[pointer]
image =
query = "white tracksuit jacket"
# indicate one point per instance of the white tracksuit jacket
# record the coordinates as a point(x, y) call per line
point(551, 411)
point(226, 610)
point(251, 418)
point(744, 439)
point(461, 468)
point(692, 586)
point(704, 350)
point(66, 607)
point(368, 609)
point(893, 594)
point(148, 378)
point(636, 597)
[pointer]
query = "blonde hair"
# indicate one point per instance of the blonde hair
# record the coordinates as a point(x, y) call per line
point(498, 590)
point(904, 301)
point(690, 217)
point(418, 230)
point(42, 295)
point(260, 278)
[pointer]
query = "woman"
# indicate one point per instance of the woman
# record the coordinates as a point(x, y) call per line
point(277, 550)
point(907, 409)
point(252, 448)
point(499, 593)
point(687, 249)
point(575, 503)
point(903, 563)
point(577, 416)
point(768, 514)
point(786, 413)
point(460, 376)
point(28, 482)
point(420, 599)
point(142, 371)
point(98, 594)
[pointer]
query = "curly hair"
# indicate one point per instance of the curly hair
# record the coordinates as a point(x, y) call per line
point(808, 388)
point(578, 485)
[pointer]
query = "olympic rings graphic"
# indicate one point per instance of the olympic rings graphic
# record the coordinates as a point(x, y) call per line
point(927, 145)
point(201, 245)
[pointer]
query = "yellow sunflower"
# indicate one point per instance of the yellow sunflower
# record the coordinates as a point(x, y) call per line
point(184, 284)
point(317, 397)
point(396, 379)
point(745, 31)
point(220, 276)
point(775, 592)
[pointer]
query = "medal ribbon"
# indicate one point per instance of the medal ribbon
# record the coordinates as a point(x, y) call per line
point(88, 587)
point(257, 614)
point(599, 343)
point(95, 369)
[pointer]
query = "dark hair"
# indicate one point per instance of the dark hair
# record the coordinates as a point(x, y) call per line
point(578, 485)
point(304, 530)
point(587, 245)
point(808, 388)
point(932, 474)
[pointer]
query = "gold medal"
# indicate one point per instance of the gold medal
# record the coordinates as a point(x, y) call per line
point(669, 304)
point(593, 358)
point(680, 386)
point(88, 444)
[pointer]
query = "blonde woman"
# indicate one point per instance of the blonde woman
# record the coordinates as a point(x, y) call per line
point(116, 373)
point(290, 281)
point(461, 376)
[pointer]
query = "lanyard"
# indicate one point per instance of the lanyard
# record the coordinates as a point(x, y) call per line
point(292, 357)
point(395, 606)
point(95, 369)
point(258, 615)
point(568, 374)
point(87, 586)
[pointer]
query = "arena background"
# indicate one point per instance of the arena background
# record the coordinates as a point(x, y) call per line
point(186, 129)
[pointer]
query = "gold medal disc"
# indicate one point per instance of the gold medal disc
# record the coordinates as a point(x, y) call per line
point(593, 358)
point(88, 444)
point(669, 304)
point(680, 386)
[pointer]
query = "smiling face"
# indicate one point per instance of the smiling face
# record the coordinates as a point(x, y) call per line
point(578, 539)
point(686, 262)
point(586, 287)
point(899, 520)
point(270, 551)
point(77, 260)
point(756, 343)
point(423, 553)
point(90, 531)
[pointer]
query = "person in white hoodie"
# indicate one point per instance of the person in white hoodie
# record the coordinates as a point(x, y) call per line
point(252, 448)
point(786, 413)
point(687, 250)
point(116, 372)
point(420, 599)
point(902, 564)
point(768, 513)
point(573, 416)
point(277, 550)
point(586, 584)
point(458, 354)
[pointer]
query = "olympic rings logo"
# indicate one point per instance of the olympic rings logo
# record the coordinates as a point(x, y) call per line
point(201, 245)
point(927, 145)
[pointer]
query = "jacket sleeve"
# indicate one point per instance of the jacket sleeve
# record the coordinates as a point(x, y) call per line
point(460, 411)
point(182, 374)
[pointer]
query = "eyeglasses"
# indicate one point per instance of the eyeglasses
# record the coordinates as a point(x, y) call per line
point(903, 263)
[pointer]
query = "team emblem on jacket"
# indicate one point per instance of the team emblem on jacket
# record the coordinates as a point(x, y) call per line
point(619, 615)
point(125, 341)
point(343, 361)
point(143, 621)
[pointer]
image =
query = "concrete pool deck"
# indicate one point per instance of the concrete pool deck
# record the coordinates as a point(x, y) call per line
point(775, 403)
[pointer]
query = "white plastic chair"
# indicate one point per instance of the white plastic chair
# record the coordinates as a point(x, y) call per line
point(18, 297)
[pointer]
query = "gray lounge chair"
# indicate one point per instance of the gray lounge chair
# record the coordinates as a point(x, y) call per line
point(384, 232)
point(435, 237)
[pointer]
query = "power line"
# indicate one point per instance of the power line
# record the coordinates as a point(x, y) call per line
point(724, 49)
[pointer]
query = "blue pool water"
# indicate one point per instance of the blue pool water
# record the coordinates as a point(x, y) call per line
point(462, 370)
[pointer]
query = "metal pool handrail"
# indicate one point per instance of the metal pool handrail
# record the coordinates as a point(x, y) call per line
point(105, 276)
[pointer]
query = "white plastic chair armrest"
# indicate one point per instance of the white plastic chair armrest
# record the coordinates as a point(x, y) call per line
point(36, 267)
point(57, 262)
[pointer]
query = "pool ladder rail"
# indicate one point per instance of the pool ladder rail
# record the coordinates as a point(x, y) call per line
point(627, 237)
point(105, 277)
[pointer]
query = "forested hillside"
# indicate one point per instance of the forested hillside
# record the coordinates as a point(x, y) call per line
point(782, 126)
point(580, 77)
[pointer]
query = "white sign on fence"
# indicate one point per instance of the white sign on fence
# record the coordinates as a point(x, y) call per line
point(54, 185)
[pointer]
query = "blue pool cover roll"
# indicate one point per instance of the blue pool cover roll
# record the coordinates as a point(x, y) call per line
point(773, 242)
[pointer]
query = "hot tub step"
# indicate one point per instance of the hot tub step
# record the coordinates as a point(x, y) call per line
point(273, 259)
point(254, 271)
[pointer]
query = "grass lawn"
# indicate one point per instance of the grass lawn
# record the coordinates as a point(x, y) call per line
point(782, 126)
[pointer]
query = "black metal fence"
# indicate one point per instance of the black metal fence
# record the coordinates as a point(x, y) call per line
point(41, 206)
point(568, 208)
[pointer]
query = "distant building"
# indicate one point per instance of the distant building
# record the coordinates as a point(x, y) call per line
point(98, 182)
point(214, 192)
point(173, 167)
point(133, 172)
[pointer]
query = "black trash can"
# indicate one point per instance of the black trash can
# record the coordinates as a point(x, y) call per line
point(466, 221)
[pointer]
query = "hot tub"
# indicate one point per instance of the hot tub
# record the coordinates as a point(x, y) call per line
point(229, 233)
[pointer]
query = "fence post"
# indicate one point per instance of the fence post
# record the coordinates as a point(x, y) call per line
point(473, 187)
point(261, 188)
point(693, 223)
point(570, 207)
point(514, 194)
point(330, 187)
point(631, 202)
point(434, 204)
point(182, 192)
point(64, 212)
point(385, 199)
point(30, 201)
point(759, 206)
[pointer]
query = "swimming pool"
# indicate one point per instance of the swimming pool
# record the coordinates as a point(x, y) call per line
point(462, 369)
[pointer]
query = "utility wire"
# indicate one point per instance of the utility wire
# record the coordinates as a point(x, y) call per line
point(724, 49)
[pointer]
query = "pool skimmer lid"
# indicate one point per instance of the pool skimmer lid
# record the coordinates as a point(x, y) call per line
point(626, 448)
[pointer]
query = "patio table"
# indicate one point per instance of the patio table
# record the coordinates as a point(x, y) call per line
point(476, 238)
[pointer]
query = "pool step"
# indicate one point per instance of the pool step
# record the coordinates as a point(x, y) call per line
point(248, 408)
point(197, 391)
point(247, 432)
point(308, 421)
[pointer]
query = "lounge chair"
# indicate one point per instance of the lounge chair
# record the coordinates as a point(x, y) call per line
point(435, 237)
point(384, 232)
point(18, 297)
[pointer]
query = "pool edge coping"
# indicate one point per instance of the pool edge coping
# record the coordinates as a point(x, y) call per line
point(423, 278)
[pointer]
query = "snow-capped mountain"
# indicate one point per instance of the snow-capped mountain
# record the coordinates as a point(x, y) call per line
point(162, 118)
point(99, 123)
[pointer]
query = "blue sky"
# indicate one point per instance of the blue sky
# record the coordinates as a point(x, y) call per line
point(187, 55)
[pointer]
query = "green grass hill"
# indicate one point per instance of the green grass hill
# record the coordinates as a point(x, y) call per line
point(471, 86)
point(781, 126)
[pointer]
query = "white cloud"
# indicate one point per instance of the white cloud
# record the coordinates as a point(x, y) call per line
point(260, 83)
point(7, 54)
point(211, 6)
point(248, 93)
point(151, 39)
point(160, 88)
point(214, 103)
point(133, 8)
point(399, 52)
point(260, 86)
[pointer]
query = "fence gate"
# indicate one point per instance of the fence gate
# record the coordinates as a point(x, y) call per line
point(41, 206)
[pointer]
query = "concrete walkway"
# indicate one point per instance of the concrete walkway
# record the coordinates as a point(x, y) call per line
○ ○ ○ ○ ○
◆ Problem to solve ◆
Nothing but a number is expected here: the number of lines above that hold the word "swimming".

◆ Response area ◆
2